WORK INSTRUCTIONS |
Reproduce everything from the line containing "object_class: concrete barrier" down to the end of the material, with each box coordinate in the answers multiplied by 0.9 and rounded to a whole number, halves going up. The remaining text stays unchanged.

PROVIDED ENTRIES |
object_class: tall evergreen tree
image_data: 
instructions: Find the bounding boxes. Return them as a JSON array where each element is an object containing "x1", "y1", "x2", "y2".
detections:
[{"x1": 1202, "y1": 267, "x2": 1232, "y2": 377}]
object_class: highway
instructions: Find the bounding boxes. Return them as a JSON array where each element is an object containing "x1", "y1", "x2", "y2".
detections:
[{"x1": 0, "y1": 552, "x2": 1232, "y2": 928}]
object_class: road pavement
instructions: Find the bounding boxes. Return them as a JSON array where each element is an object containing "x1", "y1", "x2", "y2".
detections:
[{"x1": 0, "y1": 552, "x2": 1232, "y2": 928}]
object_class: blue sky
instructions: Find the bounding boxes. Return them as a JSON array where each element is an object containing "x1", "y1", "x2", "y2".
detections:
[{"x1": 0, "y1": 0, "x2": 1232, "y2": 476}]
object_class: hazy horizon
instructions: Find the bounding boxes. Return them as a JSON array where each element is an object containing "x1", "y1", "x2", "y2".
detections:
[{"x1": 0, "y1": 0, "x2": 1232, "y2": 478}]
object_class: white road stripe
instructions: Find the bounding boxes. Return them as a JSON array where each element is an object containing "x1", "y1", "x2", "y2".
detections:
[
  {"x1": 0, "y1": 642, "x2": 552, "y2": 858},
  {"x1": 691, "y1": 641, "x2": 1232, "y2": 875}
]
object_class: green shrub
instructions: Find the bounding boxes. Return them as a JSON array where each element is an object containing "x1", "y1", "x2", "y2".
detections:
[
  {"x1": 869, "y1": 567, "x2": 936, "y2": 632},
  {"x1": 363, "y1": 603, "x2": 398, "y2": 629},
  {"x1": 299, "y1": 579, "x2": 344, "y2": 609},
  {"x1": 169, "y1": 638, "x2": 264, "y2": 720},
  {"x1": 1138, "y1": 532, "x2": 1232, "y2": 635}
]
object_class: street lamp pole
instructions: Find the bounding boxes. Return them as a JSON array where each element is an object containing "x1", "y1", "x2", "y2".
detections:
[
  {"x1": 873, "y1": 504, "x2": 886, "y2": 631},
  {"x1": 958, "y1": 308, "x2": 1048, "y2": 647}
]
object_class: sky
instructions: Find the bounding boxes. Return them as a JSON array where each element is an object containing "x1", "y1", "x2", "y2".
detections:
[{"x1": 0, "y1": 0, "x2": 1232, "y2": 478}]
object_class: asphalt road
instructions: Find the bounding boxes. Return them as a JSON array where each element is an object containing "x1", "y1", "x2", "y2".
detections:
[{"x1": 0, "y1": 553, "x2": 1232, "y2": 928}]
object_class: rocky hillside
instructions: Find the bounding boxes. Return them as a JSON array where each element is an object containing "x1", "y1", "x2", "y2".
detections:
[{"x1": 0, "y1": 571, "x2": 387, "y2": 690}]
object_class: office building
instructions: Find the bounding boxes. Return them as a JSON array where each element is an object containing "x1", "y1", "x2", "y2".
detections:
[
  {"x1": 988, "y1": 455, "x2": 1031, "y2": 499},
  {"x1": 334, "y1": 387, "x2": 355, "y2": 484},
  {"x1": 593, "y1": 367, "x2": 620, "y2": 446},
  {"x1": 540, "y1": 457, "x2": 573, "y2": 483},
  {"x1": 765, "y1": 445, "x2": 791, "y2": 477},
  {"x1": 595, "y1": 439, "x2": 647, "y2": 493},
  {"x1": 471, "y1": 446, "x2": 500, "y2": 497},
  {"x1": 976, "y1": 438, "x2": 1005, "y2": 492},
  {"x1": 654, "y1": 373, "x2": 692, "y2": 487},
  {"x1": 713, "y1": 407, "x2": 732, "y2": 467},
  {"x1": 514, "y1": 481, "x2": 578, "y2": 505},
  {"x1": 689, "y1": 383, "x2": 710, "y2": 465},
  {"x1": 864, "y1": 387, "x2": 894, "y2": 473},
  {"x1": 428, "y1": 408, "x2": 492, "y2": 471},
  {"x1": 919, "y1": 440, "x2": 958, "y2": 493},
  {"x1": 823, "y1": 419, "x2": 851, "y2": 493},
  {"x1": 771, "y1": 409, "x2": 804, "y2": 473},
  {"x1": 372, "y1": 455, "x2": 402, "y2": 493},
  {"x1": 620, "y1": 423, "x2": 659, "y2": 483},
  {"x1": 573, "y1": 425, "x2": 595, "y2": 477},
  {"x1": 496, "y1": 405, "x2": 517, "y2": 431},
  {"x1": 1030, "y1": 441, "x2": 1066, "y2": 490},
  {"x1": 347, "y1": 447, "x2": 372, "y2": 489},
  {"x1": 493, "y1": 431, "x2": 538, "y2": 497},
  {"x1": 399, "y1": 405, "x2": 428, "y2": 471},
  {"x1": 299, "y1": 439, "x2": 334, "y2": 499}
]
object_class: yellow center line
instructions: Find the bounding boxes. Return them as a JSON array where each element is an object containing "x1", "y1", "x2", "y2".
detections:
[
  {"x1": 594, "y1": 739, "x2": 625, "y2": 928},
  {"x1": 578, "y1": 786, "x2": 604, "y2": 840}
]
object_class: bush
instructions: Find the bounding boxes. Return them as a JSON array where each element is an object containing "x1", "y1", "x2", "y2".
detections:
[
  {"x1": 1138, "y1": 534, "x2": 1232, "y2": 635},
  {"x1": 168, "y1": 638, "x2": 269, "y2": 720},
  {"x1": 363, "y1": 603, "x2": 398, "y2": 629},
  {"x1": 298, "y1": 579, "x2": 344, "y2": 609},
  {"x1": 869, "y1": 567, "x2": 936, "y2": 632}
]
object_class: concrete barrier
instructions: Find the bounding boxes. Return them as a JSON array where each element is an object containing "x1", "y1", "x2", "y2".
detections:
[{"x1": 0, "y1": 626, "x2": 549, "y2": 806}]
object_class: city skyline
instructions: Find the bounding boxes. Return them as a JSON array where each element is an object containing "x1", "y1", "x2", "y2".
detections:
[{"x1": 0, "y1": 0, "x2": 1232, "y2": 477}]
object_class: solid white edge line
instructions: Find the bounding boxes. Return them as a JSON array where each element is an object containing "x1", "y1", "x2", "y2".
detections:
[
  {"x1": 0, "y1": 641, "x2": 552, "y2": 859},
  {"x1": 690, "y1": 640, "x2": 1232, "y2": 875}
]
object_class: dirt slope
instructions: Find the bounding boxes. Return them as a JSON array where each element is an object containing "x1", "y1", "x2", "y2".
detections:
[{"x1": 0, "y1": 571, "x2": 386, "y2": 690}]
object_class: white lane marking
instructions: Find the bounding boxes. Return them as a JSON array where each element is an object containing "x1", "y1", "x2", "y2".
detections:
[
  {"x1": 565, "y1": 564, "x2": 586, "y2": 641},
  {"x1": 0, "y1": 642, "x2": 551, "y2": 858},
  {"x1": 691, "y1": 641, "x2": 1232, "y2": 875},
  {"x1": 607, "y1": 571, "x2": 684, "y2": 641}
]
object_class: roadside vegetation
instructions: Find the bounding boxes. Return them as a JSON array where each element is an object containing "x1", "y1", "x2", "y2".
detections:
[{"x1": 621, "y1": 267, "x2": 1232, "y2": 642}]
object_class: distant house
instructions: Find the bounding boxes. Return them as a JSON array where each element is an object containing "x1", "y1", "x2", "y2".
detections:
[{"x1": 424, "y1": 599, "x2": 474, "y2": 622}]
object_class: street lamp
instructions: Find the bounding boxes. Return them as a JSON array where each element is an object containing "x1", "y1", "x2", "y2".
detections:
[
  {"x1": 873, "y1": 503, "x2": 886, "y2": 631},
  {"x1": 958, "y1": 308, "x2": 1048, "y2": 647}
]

RESPONSE TO THIS TASK |
object_class: concrete barrier
instructions: Find the bounding boxes. Return them as a JSON array where each element is an object containing "x1", "y1", "x2", "y2".
detections:
[{"x1": 0, "y1": 563, "x2": 494, "y2": 725}]
object_class: city skyline
instructions: Find the bounding boxes. Return them as a JSON array where each element is an object containing "x1", "y1", "x2", "y2".
detections:
[{"x1": 0, "y1": 0, "x2": 1109, "y2": 429}]
object_class: solid white edge line
instructions: Find the bounding boxes. Return them as a JSON array where each element is an object containing "x1", "y1", "x2", "y2".
detections:
[
  {"x1": 0, "y1": 577, "x2": 497, "y2": 773},
  {"x1": 621, "y1": 576, "x2": 1109, "y2": 788}
]
object_class: dirt slope
instructions: Find the bounding boxes. Return them as a JSON array where each element is an object containing "x1", "y1", "x2", "y2".
detections:
[{"x1": 0, "y1": 514, "x2": 347, "y2": 621}]
object_class: white lane marking
instructions: Find the bounding boxes. Return them as a JSON array where each element is an object containing "x1", "y1", "x2", "y2".
detections:
[
  {"x1": 509, "y1": 508, "x2": 527, "y2": 577},
  {"x1": 0, "y1": 578, "x2": 496, "y2": 772},
  {"x1": 622, "y1": 577, "x2": 1109, "y2": 788},
  {"x1": 546, "y1": 514, "x2": 616, "y2": 577}
]
object_class: roadside vegetation
instructions: Find the bounding boxes. Return them as a JSON array where each element is an object containing "x1", "y1", "x2", "y2".
detections:
[{"x1": 559, "y1": 240, "x2": 1109, "y2": 578}]
object_class: distant house
instructions: Find the bounding boxes. Return them as a JSON array where each element is an object containing "x1", "y1", "x2", "y2".
detections:
[{"x1": 382, "y1": 539, "x2": 427, "y2": 560}]
object_class: street lamp
instructions: Find the bounding boxes. Return them as a JSON array where each element is an object containing "x1", "y1", "x2", "y2".
detections:
[
  {"x1": 786, "y1": 453, "x2": 797, "y2": 568},
  {"x1": 862, "y1": 277, "x2": 943, "y2": 582}
]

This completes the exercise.